#### Directions
Report back each line of the data that contains the word "patterned".

#### Records supplied
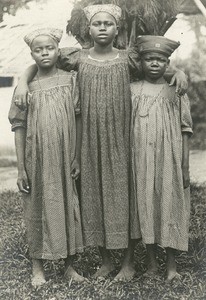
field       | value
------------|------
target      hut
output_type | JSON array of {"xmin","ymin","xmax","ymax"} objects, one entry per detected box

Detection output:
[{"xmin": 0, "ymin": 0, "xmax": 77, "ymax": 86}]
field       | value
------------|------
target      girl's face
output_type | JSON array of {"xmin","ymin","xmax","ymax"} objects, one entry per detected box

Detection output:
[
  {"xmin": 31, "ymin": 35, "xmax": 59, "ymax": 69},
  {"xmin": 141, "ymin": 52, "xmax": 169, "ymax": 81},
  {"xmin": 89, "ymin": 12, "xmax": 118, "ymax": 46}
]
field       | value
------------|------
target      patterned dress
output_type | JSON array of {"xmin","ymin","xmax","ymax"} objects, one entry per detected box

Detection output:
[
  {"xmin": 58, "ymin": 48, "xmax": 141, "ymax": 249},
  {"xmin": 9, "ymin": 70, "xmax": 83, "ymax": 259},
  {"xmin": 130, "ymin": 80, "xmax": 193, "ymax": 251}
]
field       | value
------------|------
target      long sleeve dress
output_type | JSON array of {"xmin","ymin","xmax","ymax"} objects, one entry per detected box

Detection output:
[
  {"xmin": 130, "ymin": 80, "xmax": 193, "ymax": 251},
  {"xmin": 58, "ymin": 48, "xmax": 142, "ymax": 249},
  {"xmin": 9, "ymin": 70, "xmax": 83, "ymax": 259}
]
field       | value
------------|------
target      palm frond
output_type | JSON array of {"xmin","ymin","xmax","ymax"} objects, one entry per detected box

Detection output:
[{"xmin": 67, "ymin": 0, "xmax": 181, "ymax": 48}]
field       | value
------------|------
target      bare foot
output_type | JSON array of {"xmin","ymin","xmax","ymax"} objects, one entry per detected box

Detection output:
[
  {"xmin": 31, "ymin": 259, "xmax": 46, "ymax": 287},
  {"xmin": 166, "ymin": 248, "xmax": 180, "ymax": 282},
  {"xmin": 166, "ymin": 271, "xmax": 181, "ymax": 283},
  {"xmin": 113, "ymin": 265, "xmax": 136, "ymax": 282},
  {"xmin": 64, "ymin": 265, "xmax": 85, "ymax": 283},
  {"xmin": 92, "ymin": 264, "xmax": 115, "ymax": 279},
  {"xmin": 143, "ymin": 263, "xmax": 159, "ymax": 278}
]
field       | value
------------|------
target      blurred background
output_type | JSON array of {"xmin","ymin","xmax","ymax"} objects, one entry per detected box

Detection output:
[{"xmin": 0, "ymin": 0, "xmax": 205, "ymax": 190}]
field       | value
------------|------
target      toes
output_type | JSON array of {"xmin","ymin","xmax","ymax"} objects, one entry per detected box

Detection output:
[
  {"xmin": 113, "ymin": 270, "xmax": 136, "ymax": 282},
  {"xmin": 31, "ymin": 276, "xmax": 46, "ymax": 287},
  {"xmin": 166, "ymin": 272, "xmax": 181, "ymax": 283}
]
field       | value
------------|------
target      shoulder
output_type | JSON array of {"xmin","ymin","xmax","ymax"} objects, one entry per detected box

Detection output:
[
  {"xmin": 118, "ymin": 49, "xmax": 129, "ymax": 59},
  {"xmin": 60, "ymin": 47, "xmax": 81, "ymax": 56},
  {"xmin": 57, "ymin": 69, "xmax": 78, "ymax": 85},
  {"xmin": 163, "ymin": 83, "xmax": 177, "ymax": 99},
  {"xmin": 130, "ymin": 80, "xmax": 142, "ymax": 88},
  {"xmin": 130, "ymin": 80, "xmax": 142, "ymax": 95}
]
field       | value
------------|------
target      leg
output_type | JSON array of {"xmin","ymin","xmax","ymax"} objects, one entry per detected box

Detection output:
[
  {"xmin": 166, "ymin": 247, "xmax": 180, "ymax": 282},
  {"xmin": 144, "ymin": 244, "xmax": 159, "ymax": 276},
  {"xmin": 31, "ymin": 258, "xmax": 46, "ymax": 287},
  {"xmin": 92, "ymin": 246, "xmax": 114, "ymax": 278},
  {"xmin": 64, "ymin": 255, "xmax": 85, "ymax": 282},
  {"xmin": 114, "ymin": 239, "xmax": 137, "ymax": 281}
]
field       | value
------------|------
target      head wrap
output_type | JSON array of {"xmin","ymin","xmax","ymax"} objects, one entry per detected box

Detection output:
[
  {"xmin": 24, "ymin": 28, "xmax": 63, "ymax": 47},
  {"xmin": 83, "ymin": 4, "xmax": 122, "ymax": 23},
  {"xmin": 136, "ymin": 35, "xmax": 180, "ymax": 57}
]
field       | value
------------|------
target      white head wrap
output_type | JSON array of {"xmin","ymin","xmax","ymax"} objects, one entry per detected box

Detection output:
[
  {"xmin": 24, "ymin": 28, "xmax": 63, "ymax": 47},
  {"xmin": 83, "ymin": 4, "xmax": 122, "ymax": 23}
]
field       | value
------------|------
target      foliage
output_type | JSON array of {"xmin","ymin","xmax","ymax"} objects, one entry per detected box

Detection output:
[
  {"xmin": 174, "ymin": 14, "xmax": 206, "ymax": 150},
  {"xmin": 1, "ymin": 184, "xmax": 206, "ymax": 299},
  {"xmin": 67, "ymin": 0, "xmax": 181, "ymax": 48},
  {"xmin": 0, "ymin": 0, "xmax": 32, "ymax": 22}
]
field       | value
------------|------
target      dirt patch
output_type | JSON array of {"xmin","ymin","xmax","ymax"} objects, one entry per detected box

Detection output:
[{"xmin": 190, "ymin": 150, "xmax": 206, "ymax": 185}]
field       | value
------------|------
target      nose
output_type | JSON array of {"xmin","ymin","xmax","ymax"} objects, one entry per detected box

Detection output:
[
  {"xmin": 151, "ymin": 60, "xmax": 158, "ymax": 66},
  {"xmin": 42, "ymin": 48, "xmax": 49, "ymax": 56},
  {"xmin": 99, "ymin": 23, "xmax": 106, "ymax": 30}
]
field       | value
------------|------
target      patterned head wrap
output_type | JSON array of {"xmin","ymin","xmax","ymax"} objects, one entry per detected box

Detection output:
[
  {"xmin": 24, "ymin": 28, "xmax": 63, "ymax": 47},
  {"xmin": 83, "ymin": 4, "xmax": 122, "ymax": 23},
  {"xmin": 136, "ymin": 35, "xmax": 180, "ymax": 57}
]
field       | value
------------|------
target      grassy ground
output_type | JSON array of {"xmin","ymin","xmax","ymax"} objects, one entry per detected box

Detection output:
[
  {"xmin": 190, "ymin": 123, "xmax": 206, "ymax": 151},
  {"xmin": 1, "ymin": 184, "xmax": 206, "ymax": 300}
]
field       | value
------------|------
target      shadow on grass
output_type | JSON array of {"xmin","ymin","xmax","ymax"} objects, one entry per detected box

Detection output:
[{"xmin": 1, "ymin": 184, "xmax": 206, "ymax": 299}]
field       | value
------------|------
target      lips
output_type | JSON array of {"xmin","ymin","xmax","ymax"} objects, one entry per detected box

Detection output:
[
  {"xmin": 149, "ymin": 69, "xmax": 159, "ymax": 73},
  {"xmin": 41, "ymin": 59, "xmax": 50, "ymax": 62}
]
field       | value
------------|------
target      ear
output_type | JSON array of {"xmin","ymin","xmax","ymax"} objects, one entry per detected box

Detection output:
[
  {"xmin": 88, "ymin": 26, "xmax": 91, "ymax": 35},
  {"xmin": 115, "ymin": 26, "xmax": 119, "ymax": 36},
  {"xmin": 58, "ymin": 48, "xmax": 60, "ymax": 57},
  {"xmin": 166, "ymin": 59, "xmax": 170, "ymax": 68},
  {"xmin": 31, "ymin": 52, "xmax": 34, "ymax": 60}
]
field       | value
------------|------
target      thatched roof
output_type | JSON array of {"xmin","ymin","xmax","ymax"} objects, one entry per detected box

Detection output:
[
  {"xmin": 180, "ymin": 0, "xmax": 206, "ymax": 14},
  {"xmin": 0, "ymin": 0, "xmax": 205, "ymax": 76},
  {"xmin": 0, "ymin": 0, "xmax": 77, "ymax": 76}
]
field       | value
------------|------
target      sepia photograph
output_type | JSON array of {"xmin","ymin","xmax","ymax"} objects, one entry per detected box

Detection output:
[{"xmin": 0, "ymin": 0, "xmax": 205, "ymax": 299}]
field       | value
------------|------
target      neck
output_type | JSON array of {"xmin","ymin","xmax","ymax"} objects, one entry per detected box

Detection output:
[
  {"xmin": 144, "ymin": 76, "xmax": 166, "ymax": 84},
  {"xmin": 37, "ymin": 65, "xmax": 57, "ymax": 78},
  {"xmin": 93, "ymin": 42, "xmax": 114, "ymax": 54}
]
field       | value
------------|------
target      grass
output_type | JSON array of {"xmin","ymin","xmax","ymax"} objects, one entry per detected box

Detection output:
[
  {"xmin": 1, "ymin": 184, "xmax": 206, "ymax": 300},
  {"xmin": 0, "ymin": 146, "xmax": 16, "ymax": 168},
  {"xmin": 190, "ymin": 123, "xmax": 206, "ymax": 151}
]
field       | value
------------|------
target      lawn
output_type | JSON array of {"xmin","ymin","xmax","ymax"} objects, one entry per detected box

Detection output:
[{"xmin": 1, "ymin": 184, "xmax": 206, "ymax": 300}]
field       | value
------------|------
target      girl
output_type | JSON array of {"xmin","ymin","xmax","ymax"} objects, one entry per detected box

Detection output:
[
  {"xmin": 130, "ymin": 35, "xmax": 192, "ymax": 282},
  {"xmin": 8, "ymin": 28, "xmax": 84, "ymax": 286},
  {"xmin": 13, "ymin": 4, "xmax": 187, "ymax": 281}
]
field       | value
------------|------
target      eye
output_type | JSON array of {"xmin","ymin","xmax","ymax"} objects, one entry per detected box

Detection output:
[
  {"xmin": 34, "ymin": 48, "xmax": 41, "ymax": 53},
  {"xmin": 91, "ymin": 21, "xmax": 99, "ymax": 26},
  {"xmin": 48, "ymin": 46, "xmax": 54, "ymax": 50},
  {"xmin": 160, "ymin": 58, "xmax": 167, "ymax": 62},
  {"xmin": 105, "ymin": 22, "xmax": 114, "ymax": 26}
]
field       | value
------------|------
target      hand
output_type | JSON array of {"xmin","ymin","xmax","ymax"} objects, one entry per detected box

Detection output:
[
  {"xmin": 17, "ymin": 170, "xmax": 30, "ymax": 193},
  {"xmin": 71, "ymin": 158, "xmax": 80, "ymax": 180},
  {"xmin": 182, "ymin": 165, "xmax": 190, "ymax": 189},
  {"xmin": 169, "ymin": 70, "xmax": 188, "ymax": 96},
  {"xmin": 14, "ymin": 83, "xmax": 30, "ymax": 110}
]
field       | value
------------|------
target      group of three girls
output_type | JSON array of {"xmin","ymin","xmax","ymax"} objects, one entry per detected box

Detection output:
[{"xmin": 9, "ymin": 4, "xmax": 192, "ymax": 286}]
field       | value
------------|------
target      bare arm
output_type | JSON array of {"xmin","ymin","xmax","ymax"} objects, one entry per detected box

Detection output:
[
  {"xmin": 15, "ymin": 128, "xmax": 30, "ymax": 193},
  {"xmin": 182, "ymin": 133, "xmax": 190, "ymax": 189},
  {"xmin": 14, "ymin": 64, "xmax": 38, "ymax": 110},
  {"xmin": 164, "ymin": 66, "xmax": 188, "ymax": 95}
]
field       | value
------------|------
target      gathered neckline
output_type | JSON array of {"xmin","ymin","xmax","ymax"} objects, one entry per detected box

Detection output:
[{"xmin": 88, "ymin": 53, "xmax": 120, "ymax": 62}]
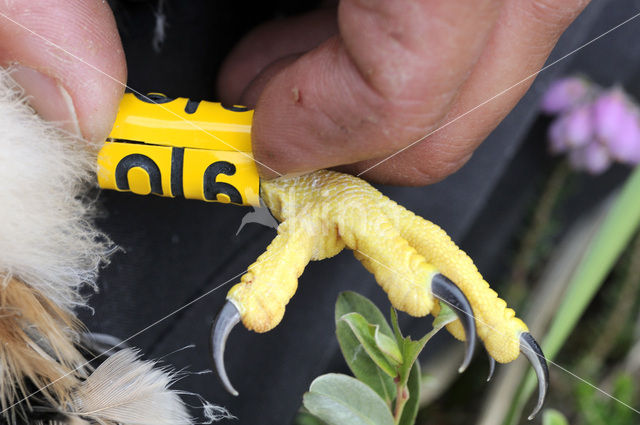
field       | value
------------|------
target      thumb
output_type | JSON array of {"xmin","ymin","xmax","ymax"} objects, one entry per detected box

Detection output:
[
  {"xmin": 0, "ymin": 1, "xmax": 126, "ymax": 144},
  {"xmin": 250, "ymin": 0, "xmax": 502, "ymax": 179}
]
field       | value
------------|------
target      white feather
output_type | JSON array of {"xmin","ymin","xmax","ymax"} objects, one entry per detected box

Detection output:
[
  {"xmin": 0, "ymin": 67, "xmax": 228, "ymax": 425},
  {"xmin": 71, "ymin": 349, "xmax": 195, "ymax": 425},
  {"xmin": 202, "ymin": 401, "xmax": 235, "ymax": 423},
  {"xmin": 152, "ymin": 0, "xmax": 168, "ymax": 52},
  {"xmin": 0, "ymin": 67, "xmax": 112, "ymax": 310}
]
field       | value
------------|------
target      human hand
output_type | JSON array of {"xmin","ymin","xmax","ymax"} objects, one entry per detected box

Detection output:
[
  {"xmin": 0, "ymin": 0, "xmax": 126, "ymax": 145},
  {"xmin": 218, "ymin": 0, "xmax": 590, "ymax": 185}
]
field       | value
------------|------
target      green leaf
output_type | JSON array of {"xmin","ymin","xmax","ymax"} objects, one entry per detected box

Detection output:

#### Result of this task
target      patterned dress
target      patterned head wrap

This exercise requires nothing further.